O liberalismo moderno é, em primeiro lugar, um enorme preconceito contra a Igreja Católica e o catolicismo.
Quem conhecer os principais autores liberais modernos, encontrará em todos eles, de forma consensual, aquilo que constitui a temática central do liberalismo - a condenação da intervenção do Estado na vida económica e social, e a defesa das instituições voluntárias ou espontâneas. Aquilo que nunca encontrará, entre os vários exemplos de instituições espontâneas que são invocados pelos autores liberais (empresas privadas, associações cívicas, partidos políticos, etc), é a mais antiga, a maior e a mãe de quase todas as instituições espontâneas da nossa civilização - a Igreja Católica.
Que mistério era este que levava os autores liberais modernos, na sua condenação do carácter coercivo do Estado, e na sua exaltação das instituições voluntárias ou espontâneas, que mistério era este, dizia, que os levava sistematicamente a omitir ao mundo a mais importante de todas elas? Tudo começou por aqui.
A verdade revela-se em pequenas peças ao longo do tempo, pequenos episódios que se vão revelando ao longo dos anos e que, um dia, quando postos em conjunto, surpreendentemente fazem luz sobre a realidade. O meu autor liberal preferido era Hayek. Eu sabia, num dos seus livros mais célebres (The Constitution of Liberty, 1960), que Hayek considerava Tocqueville e Lord Acton os dois maiores liberais de sempre. Aquilo que eu não sabia é que na constituição da Mont Pelerin Society em 1947, que é uma instituição-ícone do liberalismo moderno, Hayek tinha sugerido que a sociedade se chamasse The Tocqueville-Acton Society, e que a sua sugestão foi vetada por Ludwig von Mises e Frank Knight (o pai da chamada escola económica de Chicago), sob o argumento deste último de que "Não iam agora dar à sociedade o nome de dois aristocratas católicos...".
Fiquei surpreendido. A Universidade nasceu como uma instituição espontânea fundada pela Igreja Católica (mais uma), uma instituição que tinha como finalidade reunir pessoas, mestres e alunos, irmanados pelo desejo comum de chegarem à Verdade. Ora, estes eram universitários do mais alto calibre (vários dos presentes nessa primeira reunião da Mont-Pelerin Society viriam a receber o Prémio Nobel da Economia). Não era aceitável que a discussão procedesse a este nível, que Tocqueville e Acton fossem excluídos de dar o nome à sociedade só porque eram católicos. Se estes universitários andavam à procura da Verdade era uma Verdade amputada, uma verdade que parecia excluir o catolicismo.

- **EXCERTOS DAS ENTRADAS**
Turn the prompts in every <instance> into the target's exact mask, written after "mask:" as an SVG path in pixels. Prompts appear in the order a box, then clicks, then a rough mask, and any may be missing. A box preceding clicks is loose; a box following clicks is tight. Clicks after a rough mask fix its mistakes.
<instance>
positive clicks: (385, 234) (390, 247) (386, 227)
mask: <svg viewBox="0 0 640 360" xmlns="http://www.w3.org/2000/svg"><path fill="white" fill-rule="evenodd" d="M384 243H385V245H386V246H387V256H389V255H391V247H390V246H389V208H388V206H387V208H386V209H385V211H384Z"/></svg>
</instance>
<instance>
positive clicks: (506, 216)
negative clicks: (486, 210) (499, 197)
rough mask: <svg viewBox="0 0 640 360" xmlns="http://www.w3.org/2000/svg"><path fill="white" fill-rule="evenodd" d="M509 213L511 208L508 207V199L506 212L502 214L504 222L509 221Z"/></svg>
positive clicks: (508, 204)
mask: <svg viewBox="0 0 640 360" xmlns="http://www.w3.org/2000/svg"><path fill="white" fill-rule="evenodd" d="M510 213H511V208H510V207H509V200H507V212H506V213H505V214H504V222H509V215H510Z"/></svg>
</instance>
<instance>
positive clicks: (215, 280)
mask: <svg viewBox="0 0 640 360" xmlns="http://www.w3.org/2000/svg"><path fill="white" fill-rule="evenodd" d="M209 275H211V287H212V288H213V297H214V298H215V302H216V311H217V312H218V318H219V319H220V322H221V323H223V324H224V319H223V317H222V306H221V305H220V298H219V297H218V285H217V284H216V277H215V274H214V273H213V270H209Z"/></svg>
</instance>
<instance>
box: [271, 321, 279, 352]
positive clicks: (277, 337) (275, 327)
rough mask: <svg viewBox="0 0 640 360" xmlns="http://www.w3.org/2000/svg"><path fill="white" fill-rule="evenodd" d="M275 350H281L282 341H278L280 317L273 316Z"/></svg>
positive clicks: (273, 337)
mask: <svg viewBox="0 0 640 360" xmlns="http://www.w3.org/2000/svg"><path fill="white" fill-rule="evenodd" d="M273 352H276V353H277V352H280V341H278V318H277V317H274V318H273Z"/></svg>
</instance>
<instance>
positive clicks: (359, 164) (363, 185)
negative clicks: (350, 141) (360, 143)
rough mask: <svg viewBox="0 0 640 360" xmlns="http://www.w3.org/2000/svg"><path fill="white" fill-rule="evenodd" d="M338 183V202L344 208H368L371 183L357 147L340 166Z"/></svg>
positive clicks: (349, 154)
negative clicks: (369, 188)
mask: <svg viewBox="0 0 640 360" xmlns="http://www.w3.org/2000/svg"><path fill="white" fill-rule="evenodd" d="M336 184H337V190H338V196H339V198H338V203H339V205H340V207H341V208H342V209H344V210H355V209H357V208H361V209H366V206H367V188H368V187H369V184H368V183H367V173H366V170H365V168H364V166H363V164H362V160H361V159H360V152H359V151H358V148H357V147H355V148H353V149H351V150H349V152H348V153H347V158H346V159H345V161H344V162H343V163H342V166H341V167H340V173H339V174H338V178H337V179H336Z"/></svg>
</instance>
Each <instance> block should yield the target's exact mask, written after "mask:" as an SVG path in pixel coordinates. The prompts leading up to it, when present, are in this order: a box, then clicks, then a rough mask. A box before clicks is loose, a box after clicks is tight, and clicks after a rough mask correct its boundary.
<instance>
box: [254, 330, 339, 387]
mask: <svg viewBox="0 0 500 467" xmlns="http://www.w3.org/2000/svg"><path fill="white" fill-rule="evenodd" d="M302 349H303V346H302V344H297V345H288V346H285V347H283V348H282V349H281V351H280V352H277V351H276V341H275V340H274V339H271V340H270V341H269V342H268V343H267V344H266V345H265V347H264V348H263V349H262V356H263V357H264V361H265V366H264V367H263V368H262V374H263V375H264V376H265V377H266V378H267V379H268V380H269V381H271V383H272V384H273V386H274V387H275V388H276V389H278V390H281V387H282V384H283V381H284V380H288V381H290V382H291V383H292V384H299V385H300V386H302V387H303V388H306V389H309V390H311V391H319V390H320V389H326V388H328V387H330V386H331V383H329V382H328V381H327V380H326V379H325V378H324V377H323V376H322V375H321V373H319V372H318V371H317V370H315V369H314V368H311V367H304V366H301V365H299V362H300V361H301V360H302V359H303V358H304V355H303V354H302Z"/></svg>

- **INSTRUÇÕES**
Prossiga o texto sobre o liberalismo moderno e a Igreja Católica, partindo do ponto em que a última frase termina.

- **RESPOSTA**
Eu fui procurando e coleccionando, ao longo do tempo, episódios semelhantes a este na vida e na obra dos principais autores liberais modernos, e a conclusão a que ia chegando era invariavelmente a mesma: "A Igreja Católica e o catolicismo são sempre excluidos. Quem fôr católico neste meio não tem futuro". Até que um dia, por ocasião da publicação de um estudo norte-americano que elegia Ludwig von Mises, Hayek, Friedman, Rothbard e Ayn Rand como os principais autores liberais do século XX, autores cuja vida e obra eu conhecia bem, resolvi dar uma nova olhadela à questão. O que é que estes autores tinham em comum, e que me tinha escapado até à data? De repente, fez-se luz. Eram todos judeus. Com uma única excepção, Hayek, que se viria a revelar o caso mais interessante de todos.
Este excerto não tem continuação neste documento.